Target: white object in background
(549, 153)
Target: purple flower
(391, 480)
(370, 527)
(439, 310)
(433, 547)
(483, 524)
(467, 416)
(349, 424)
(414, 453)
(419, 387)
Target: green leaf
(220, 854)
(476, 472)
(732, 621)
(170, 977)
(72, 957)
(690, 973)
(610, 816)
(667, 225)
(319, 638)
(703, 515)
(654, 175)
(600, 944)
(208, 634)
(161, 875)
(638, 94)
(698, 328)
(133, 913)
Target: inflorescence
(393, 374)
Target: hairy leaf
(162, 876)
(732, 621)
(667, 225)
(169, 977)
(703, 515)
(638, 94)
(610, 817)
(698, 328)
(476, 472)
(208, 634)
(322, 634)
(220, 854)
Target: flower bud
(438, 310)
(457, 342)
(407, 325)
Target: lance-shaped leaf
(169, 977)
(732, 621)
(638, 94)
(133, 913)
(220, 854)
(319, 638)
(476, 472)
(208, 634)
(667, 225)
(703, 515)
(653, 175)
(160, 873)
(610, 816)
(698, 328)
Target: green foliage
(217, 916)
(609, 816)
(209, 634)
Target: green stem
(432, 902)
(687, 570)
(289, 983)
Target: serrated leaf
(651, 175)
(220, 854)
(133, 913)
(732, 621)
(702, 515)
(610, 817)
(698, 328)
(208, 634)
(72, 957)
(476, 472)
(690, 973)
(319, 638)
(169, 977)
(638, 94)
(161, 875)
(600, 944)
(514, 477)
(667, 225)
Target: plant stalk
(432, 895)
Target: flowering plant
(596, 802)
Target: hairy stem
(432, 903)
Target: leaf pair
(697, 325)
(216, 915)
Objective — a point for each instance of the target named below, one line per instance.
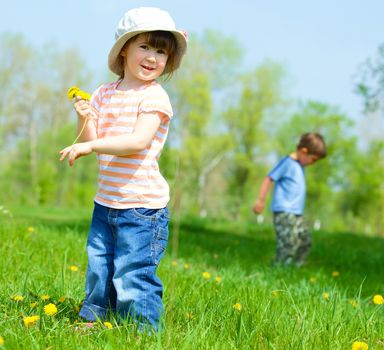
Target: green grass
(281, 308)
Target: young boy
(293, 237)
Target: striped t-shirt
(131, 181)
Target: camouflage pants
(293, 239)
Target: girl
(126, 124)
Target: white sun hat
(141, 20)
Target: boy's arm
(145, 130)
(260, 202)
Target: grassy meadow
(221, 291)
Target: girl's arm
(260, 202)
(86, 128)
(145, 130)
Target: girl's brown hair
(159, 39)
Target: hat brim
(114, 62)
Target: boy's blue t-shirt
(289, 192)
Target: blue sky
(321, 43)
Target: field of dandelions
(221, 291)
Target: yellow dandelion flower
(218, 279)
(237, 307)
(206, 275)
(74, 91)
(378, 299)
(17, 298)
(359, 345)
(30, 321)
(326, 296)
(189, 316)
(108, 325)
(50, 309)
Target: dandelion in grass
(378, 299)
(237, 307)
(108, 325)
(30, 321)
(359, 345)
(206, 275)
(50, 309)
(326, 296)
(34, 304)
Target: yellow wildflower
(326, 295)
(74, 91)
(206, 275)
(218, 279)
(237, 306)
(50, 309)
(33, 304)
(359, 345)
(108, 325)
(378, 299)
(17, 298)
(30, 321)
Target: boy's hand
(75, 151)
(82, 107)
(258, 207)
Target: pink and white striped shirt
(134, 180)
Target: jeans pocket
(159, 244)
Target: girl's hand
(82, 107)
(75, 151)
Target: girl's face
(143, 62)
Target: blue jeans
(124, 249)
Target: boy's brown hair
(314, 143)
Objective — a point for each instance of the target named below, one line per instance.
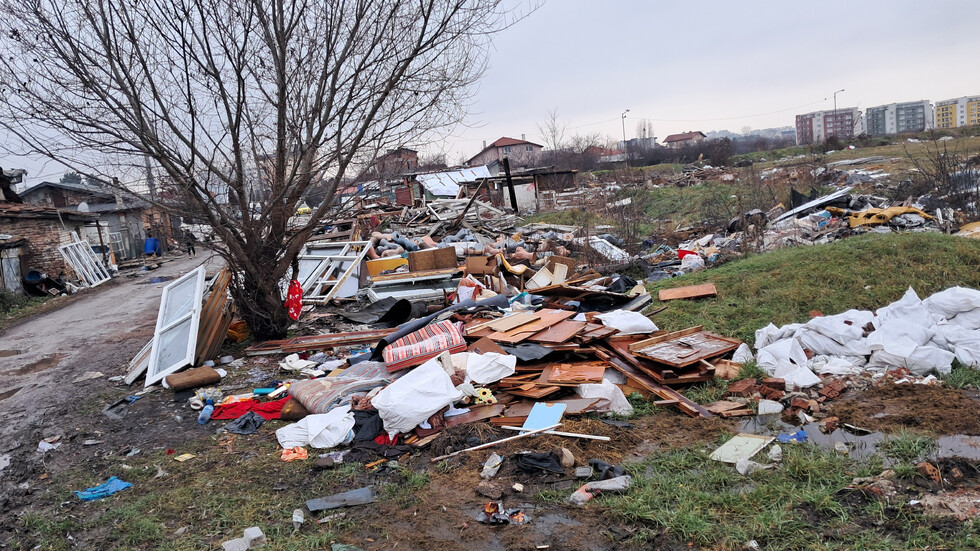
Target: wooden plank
(476, 413)
(688, 350)
(513, 321)
(561, 332)
(484, 345)
(573, 406)
(691, 291)
(645, 382)
(574, 373)
(535, 392)
(664, 337)
(663, 374)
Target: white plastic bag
(953, 301)
(692, 263)
(489, 368)
(322, 430)
(415, 397)
(781, 356)
(743, 354)
(613, 398)
(628, 323)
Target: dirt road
(41, 357)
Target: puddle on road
(8, 393)
(861, 445)
(158, 279)
(967, 447)
(36, 367)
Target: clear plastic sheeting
(415, 397)
(322, 430)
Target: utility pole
(625, 145)
(835, 109)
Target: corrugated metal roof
(445, 184)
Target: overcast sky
(716, 65)
(706, 65)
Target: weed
(962, 377)
(907, 446)
(707, 392)
(751, 370)
(784, 286)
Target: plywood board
(573, 406)
(534, 391)
(573, 373)
(688, 350)
(741, 446)
(691, 291)
(512, 321)
(561, 332)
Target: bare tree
(238, 102)
(553, 131)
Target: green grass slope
(784, 286)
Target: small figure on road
(189, 239)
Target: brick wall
(43, 235)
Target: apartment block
(958, 112)
(816, 127)
(897, 118)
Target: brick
(832, 389)
(829, 424)
(744, 388)
(771, 393)
(774, 383)
(928, 470)
(800, 403)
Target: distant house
(521, 153)
(30, 238)
(687, 139)
(129, 221)
(397, 162)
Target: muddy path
(44, 358)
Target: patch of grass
(907, 446)
(751, 370)
(784, 286)
(962, 377)
(707, 392)
(798, 505)
(404, 485)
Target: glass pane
(178, 300)
(171, 351)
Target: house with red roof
(678, 141)
(521, 153)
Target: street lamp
(835, 110)
(625, 145)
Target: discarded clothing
(605, 470)
(534, 463)
(246, 424)
(294, 454)
(105, 489)
(364, 452)
(268, 410)
(321, 430)
(418, 347)
(294, 300)
(367, 425)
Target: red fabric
(268, 410)
(294, 299)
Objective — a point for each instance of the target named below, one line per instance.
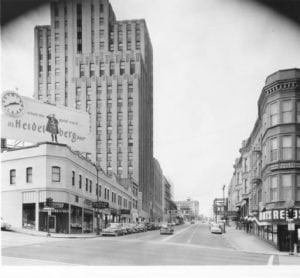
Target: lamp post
(224, 207)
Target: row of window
(281, 112)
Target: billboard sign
(29, 120)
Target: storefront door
(52, 223)
(283, 238)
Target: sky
(211, 59)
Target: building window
(286, 182)
(80, 181)
(274, 149)
(287, 111)
(298, 111)
(286, 147)
(73, 178)
(298, 188)
(274, 188)
(132, 67)
(122, 67)
(12, 176)
(274, 113)
(29, 174)
(55, 174)
(111, 68)
(92, 69)
(298, 147)
(102, 69)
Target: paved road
(190, 245)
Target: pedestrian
(52, 127)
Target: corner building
(88, 60)
(266, 179)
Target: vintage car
(166, 229)
(215, 229)
(114, 229)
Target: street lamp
(224, 207)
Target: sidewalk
(242, 241)
(52, 235)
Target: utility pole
(224, 207)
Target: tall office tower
(88, 60)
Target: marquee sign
(29, 120)
(278, 215)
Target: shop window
(28, 218)
(29, 175)
(274, 188)
(286, 147)
(55, 174)
(12, 176)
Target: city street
(189, 245)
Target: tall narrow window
(274, 113)
(101, 68)
(286, 183)
(80, 181)
(286, 147)
(274, 149)
(29, 174)
(73, 178)
(122, 67)
(287, 111)
(55, 174)
(298, 147)
(12, 176)
(274, 188)
(297, 188)
(132, 67)
(111, 68)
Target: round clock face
(12, 104)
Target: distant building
(188, 209)
(266, 177)
(88, 60)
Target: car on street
(166, 229)
(5, 226)
(142, 227)
(215, 229)
(114, 229)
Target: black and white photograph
(158, 137)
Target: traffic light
(49, 202)
(290, 213)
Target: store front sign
(278, 215)
(33, 121)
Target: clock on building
(12, 103)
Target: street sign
(291, 226)
(101, 205)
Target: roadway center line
(271, 259)
(178, 233)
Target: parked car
(142, 227)
(215, 228)
(115, 229)
(166, 228)
(5, 226)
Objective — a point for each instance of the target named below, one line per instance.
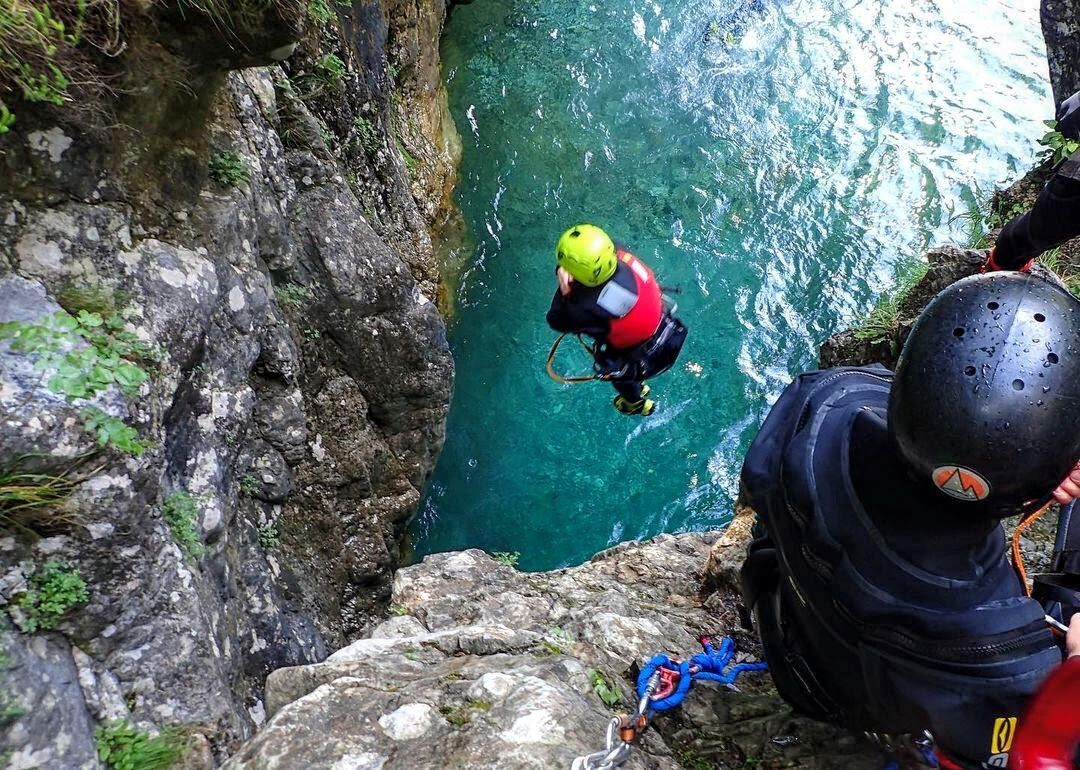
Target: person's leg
(630, 390)
(631, 399)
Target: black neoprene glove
(1068, 117)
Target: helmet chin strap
(1017, 556)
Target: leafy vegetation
(229, 169)
(269, 537)
(410, 162)
(34, 40)
(366, 134)
(52, 590)
(86, 353)
(248, 485)
(329, 71)
(883, 318)
(1058, 147)
(180, 512)
(292, 295)
(320, 11)
(120, 746)
(507, 558)
(604, 689)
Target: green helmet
(588, 254)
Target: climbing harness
(572, 379)
(662, 685)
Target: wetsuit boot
(631, 405)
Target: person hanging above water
(878, 576)
(611, 296)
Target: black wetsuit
(579, 312)
(1054, 219)
(882, 605)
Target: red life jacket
(1050, 731)
(643, 320)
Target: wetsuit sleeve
(571, 316)
(1054, 219)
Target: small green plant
(604, 689)
(110, 431)
(410, 162)
(86, 353)
(269, 537)
(507, 558)
(250, 485)
(1058, 146)
(329, 70)
(550, 648)
(7, 119)
(320, 11)
(292, 295)
(229, 169)
(120, 746)
(366, 134)
(180, 512)
(34, 41)
(82, 370)
(53, 589)
(457, 715)
(883, 318)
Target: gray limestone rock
(496, 667)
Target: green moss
(269, 538)
(292, 295)
(120, 746)
(507, 558)
(365, 134)
(53, 589)
(180, 512)
(227, 167)
(320, 11)
(604, 689)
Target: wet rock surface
(488, 666)
(297, 383)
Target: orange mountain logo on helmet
(960, 483)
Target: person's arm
(1055, 217)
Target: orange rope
(1017, 558)
(550, 365)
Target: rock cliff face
(487, 666)
(1061, 19)
(219, 362)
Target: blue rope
(711, 665)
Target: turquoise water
(775, 160)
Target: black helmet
(986, 399)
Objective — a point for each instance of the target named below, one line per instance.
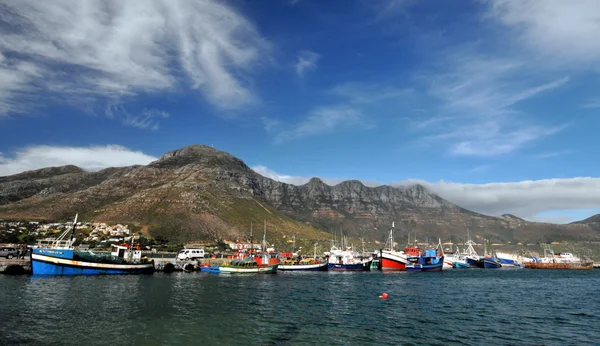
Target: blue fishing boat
(460, 264)
(209, 269)
(347, 261)
(489, 262)
(59, 257)
(430, 261)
───
### SHORT TASK
Put the items from the one whose line contains "Target: street sign" through the end of the items into a two-column CSV with the columns "target" and "points", one row per item. Quote each field and turn line breaks into spaces, and leave the pictures out.

### WORKED ANSWER
target,points
"Target: street sign","(291, 226) (101, 205)"
"Target: roadway center line","(271, 259) (178, 233)"
"Target: parked car","(142, 227) (215, 228) (115, 229) (166, 228) (5, 226)"
"Objective — a point for each instance of the target named below, one line per instance. Target: person's leg","(630, 390) (631, 399)"
"Target: black neoprene glove","(1068, 117)"
"Target: helmet chin strap","(1017, 556)"
"Target: leafy vegetation","(229, 169) (269, 537) (410, 162) (34, 40) (366, 134) (52, 590) (86, 353) (248, 485) (329, 71) (883, 318) (1058, 147) (180, 512) (292, 295) (320, 11) (120, 746) (507, 558) (604, 689)"
"Target: green helmet","(588, 254)"
"Target: climbing harness","(572, 379) (662, 685)"
"Target: wetsuit boot","(631, 405)"
"Target: person hanging above water","(878, 576) (611, 296)"
"Target: black wetsuit","(579, 312) (1054, 219) (882, 605)"
"Target: red life jacket","(1050, 731) (643, 320)"
"Target: wetsuit sleeve","(571, 316) (1054, 219)"
"Target: small green plant","(604, 689) (110, 431) (410, 162) (86, 353) (269, 537) (507, 558) (250, 485) (1058, 146) (329, 70) (550, 648) (7, 119) (320, 11) (292, 295) (229, 169) (120, 746) (366, 134) (180, 512) (34, 41) (82, 370) (53, 589) (457, 715) (883, 318)"
"Target: gray limestone rock","(496, 667)"
"Target: green moss","(269, 538) (292, 295) (120, 746) (507, 558) (365, 134) (53, 589) (180, 512) (227, 167) (320, 11) (604, 689)"
"Target: wet rock surface","(488, 666) (297, 383)"
"Target: orange mountain logo on helmet","(960, 483)"
"Target: person's arm","(1055, 217)"
"Target: orange rope","(1017, 558) (550, 365)"
"Target: rock cliff face","(487, 666) (1061, 19) (219, 362)"
"Target: blue rope","(711, 665)"
"Target: turquoise water","(775, 160)"
"Target: black helmet","(986, 399)"
"Objective — a point for each instance of the target named below, one line per instance. Target: blue fishing boat","(460, 264) (209, 269) (347, 261) (489, 262) (59, 257) (430, 261)"